EXCERPTED TEXT:
╔══

Hacker News new | past | comments | ask | show | jobs | submit login

I don't think a SATA controller makes sense for them. Keeping the price low is an important design goal, and adding more chips goes against that. An external hard drive with USB3 is probably the best option for a while.



I doubt SATA is that expensive, and honestly they could alternatively throw in PCIe instead of SATA if that's less expensive, and it would also be way more general. I'm considering getting a Rock64Pro because it's reasonably well supported and has a PCIe port, which means I can buy a SATA add-on board.

I wish Raspberry Pi had better support for fast storage.


Remember that the new Pi 4B has USB3, and according to the benchmark posted on their site it can read from an SSD over USB at 363 MB/s, and write at 323 MB/s. That's pretty good, I don't think you'll get much better than that with a SATA chip connected to the same SoC, so a regular external hard drive with USB3 is probably the best option for most Raspberry Pi customers.

The Rock64Pro is probably a great board too, and it also has USB3, so it can do both options. There's some Odroid boards that have built in SATA as well.

https://magpi.raspberrypi.org/articles/raspberry-pi-4-specs-...


I'd start looking at actual volume prices for controller chips first, before dismisssing this, but that's just me. I have no idea what the cost is, but I could imagine it to be like maybe 5-10 cents by now. Just a guess. It's that kind of old but still very useful tech by now.


Btw: Since we needed to interface to SATA reliably via USB (from a raspi CM.)

We ended up identifying a particular Taiwan-designed JMicron-based SATA/USB2 controller that worked really reliably with Linux, unlike, say every single PRC-designed SATA/USB2 controller chip we tested. It was a pretty painful experience going through all of that testing.

We bought 120 retail packages of that JMicron-based product, directly from the Taiwanese producer, just to be sure, to guarantee our first-gen production run.

I think many RasPi users want a reliably high-speed, low-cost storage device. It doesn't make much sense for all of these users to have go through this very annoying process. It should just work. Since the chip cost for this by now is likely very small in the raspi kind of volume, why not?


Nothing of that complexity is 5-10c in volume (even huge volumes). I would guess somewhere in the 1-2$ range, which _is_ a big issue for them. For reference, 5-10c won't even buy you a middle to low performance op-amp.

The Pi became possible because of integration, where the SoC supported all the required interfaces internally so very few external ICs were required. That's what allows them to keep the price so low. Additional chips add significant additional cost. That's why there have always been compromises like the USB-connected ethernet. They can only do what the SoC supports natively.

╚══

DATASET ROWS:

╔══

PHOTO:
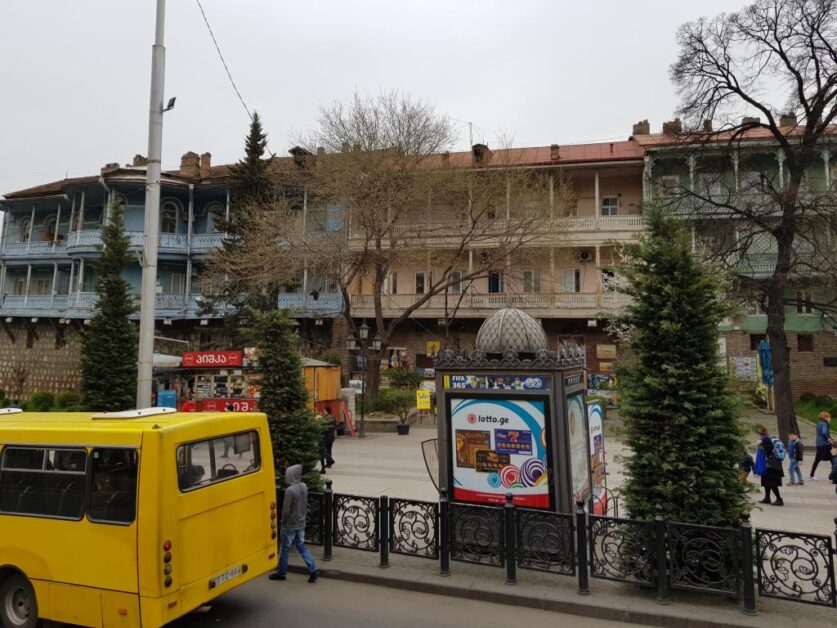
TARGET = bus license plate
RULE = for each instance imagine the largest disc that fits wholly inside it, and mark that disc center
(227, 576)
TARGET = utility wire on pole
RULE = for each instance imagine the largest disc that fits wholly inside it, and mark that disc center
(152, 213)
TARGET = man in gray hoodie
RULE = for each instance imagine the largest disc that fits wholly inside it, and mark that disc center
(292, 525)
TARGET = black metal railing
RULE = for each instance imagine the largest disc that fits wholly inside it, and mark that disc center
(664, 555)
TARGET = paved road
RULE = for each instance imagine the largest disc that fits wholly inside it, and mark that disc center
(330, 603)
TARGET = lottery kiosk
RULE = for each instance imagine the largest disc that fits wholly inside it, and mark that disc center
(512, 419)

╚══

OBJECTIVES:
- a) In the Raspberry Pi storage discussion, write out the passage between "The Pi became" and "SoC supports natively.", inclusive, swapping "compromises" for "trade-offs".
- b) According to the Raspberry Pi storage discussion, how fast can the Pi 4B read from an SSD over USB?
- c) Carry the Raspberry Pi storage discussion further, picking up right after its last sentence.

IN RESPONSE:
- a)
The Pi became possible because of integration, where the SoC supported all the required interfaces internally so very few external ICs were required. That's what allows them to keep the price so low. Additional chips add significant additional cost. That's why there have always been trade-offs like the USB-connected ethernet. They can only do what the SoC supports natively.

- b) 363 MB/s

- c)
Exactly how certain are you of this?

Keep in mind that this is a 10+ year old problem by now (talking about USB2-to-SATA). They've gone through all of the cost cutting methods possible by now.

I can buy that chip that also happens to come with a PCB, a very nice extruded and anodized alumunium case, plastic end-pieces + screws, indication LEDs, voltage regulators, 10-20 pieces of small passives (redistors/caps), a screwdriver, 2-3 pieces of instrution manuals/warranty notices, two layers of very nicely designed paper packaging + shrinkwrap... all for like $5 in retail. The cost to the retail store for these items is probably closer to $2.

(Oh, and there's also the assembly cost for that PCB inside the case.)


> Exactly how certain are you of this?

This is my job. I design consumer electronics that ship in volumes larger than the raspberry pi. You've probably used something I've designed before. The backseat engineering by software devs in these threads is annoying and presumptuous. The pi designers aren't incompetent, they've probably rolled up dozens of feature BOMs to find what they can afford to ship.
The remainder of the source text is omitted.